[Stored data entries]
>>>>

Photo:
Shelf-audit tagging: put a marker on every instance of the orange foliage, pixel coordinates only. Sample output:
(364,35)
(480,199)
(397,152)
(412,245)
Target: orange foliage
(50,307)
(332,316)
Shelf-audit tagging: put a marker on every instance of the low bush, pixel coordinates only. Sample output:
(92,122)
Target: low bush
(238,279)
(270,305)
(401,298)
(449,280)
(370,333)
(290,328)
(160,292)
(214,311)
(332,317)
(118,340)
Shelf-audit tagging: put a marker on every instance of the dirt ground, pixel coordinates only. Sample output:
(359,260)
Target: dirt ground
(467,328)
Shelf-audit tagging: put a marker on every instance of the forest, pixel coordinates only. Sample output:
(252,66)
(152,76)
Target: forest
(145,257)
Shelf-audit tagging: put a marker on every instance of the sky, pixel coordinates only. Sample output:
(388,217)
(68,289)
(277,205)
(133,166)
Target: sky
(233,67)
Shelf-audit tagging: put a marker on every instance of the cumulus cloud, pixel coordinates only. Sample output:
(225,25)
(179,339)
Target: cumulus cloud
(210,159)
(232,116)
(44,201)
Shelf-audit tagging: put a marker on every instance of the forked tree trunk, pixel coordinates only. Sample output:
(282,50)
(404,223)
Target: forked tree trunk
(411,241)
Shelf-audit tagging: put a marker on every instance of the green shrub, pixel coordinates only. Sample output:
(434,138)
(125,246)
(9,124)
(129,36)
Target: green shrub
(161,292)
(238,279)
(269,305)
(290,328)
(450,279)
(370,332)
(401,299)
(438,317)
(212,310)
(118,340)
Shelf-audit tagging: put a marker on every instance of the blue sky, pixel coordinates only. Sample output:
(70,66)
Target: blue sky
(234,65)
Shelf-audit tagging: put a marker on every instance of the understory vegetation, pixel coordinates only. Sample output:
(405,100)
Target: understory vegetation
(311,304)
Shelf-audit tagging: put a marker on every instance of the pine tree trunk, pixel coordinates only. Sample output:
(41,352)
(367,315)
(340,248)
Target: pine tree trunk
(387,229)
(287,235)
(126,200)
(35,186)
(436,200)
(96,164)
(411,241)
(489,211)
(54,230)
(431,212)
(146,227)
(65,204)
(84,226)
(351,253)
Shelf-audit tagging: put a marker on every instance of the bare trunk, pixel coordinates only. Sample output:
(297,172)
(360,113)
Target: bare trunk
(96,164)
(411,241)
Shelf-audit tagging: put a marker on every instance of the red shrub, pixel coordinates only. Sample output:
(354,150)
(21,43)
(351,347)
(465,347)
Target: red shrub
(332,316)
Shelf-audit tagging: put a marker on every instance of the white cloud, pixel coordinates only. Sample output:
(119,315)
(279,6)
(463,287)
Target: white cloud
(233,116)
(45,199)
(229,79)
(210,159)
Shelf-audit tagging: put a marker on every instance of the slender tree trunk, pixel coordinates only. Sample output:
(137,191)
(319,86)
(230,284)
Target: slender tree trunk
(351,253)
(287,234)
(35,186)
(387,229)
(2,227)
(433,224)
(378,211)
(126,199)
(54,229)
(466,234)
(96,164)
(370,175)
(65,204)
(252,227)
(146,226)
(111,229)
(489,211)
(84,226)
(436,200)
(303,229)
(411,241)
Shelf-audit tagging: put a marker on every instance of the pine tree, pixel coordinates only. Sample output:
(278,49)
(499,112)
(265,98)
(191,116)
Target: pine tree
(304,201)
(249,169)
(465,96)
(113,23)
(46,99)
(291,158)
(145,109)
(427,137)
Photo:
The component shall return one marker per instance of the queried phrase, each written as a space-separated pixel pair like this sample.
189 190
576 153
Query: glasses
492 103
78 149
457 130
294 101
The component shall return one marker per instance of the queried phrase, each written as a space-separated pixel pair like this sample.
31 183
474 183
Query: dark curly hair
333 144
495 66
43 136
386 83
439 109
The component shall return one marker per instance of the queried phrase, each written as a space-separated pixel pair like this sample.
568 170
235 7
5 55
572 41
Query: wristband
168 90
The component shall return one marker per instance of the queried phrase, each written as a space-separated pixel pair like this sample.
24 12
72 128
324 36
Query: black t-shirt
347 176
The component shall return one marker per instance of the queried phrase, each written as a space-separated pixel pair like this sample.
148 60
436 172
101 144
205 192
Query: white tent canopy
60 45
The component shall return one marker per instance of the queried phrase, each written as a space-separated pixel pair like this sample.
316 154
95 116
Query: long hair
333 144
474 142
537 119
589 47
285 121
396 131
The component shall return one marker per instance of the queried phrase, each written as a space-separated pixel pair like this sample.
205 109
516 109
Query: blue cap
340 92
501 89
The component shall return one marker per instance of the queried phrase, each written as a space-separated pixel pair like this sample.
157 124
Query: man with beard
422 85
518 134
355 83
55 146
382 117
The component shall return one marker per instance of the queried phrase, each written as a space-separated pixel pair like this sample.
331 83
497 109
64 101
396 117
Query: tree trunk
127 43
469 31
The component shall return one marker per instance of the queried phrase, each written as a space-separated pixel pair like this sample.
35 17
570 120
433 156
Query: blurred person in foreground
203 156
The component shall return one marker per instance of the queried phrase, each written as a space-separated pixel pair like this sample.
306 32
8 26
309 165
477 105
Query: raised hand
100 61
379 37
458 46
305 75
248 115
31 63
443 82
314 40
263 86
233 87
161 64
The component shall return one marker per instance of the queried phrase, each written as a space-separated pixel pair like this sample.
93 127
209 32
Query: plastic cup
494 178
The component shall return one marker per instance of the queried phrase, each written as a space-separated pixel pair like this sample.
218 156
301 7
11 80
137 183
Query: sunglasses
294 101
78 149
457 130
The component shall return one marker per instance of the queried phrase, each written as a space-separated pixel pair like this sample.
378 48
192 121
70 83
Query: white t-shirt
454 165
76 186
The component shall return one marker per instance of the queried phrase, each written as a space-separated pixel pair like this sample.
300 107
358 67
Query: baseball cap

<<<<

Produce an exact copy of the entries above.

TASK RESPONSE:
Photo:
Shelf-audit tagging: put a marker on every instance of the orange foliage, pixel coordinates only. Sample output:
(364,35)
(480,199)
(397,152)
(412,245)
Target: orange foliage
(50,307)
(332,316)
Shelf-audit tagging: put a marker on every instance of the low bush, pixel coordinates only. Sample output:
(92,122)
Target: low bush
(238,279)
(270,305)
(401,298)
(449,280)
(370,333)
(290,328)
(160,292)
(214,311)
(332,317)
(118,340)
Shelf-audit tagging: put a marker on every instance of the dirt ground, pixel coordinates only. Sample output:
(359,260)
Target: dirt ground
(467,328)
Shelf-audit tagging: put a marker on every instance of the forest, pixel coordinates only. Sample output:
(252,66)
(152,76)
Target: forest
(145,257)
Shelf-audit tagging: put a marker on every instance of the sky, pixel coordinates only. Sample output:
(388,217)
(68,289)
(277,205)
(133,166)
Target: sky
(233,67)
Shelf-audit tagging: put a marker on every instance of the cumulus cloud, pixel coordinates only. Sample output:
(225,25)
(179,339)
Target: cumulus cloud
(210,159)
(232,116)
(44,201)
Shelf-audit tagging: put a marker on every instance of the forked tree trunk, pixel coordinates only. Sample output:
(282,50)
(404,223)
Target: forked tree trunk
(411,241)
Shelf-audit tagging: put a marker on every instance of the green shrub, pixel coordinates only. Sample output:
(434,138)
(125,246)
(9,124)
(129,36)
Target: green shrub
(161,292)
(238,279)
(269,305)
(290,328)
(450,279)
(370,332)
(401,299)
(438,317)
(212,310)
(118,340)
Shelf-audit tagging: put a marker on every instance of the blue sky, pixel coordinates only. Sample output:
(70,66)
Target: blue sky
(234,65)
Shelf-audit tagging: put a marker on every instance of the understory vegetation, pixel coordinates only. Sample output:
(405,100)
Target: understory vegetation
(311,304)
Shelf-audit tagging: put a marker on every instance of the pine tree trunk, pixel coordinates only. Sample output:
(41,352)
(367,315)
(340,248)
Target: pine tree trunk
(387,229)
(287,235)
(126,200)
(35,186)
(436,200)
(96,164)
(411,241)
(489,211)
(54,230)
(431,212)
(146,227)
(65,204)
(84,226)
(351,253)
Shelf-audit tagging: put a marker on every instance of the bare trunk, pixel coordinates only. Sample output:
(297,172)
(360,113)
Target: bare trunk
(96,164)
(411,241)
Shelf-audit tagging: put a marker on every instance of the red shrub, pixel coordinates only. Sample output:
(354,150)
(21,43)
(351,347)
(465,347)
Target: red shrub
(332,316)
Shelf-audit tagging: put a marker on every instance of the white cloud, pixel coordinates only. Sample output:
(119,315)
(279,6)
(463,287)
Target: white cloud
(233,116)
(45,199)
(229,79)
(210,159)
Shelf-audit tagging: put a marker on every instance of the slender tree trunk, pixel coordinates only. Sample output:
(137,191)
(319,86)
(230,284)
Target: slender tree trunk
(351,253)
(287,234)
(35,186)
(387,229)
(2,227)
(433,224)
(378,211)
(126,199)
(54,229)
(466,234)
(96,164)
(370,175)
(65,204)
(252,227)
(146,226)
(111,229)
(489,211)
(84,226)
(436,200)
(303,229)
(411,241)
Shelf-audit tagging: put a marker on every instance of the pine tree, pixel coordinates only. Sample output:
(278,49)
(499,112)
(265,98)
(191,116)
Target: pine tree
(304,201)
(249,169)
(465,96)
(113,23)
(46,99)
(291,158)
(145,109)
(427,137)
Photo:
The component shall return one marker per instance of the queried phrase, each written as a space-separated pixel pair like this sample.
189 190
576 153
Query: glasses
492 103
78 149
457 130
294 101
The component shall return one marker per instance of the queried phrase, each written as a space-separated pixel pair like this sample.
31 183
474 183
Query: dark curly hair
333 144
495 66
43 136
386 83
439 109
The component shall return one marker per instance of the queried phrase, each written as a space-separated pixel pair like this sample.
568 170
235 7
5 55
572 41
Query: wristband
168 90
The component shall return one marker per instance of the queried phrase, each written as a space-separated pixel pair like this sample.
24 12
72 128
324 36
Query: black t-shirt
347 176
The component shall return one marker per instance of the queried phrase, each written as a space-separated pixel pair like this sample.
148 60
436 172
101 144
205 192
Query: white tent canopy
60 45
The component shall return one marker per instance of the queried phrase, each written as a space-separated pixel pair like this sample.
316 154
95 116
Query: long hair
333 144
474 142
537 119
589 47
285 121
396 131
The component shall return one marker per instance of the queried phrase, each written as a space-separated pixel pair like this sample.
205 109
516 109
Query: blue cap
340 92
501 89
The component shall return one marker per instance of the queried phrase, each written as a space-separated pixel pair like this sample.
157 124
Query: man with beard
422 85
518 134
355 83
55 146
382 117
The component shall return one marker per instance of the queried phrase, each written as a space-separated pixel pair like this sample.
331 83
497 109
64 101
396 117
Query: tree trunk
127 43
469 31
The component shall return one marker per instance of the queried phrase, each written as a space-separated pixel pair like this sample.
35 17
570 120
433 156
Query: blurred person in foreground
203 156
The component shall return one marker per instance of the queried phrase, each written as a space-separated pixel pair like this sample.
306 32
8 26
309 165
477 105
Query: raised hand
100 61
379 37
458 46
305 75
248 115
31 63
443 82
314 40
263 86
233 87
161 64
The component shall return one marker per instance of the queried phrase, each written as a space-separated pixel pair like this sample.
93 127
209 32
Query: plastic cup
494 178
The component shall return one marker per instance of the queried phrase, each written as a space-separated pixel pair like this sample.
218 156
301 7
11 80
137 183
Query: sunglasses
294 101
78 149
457 130
The component shall return one marker per instance of the queried phrase, each written as a space-separated pixel pair like this sample.
378 48
192 121
70 83
Query: white t-shirt
454 165
76 186
The component shall return one marker per instance of the queried phrase, each written as a space-separated pixel pair like this sample.
300 107
358 67
Query: baseball cap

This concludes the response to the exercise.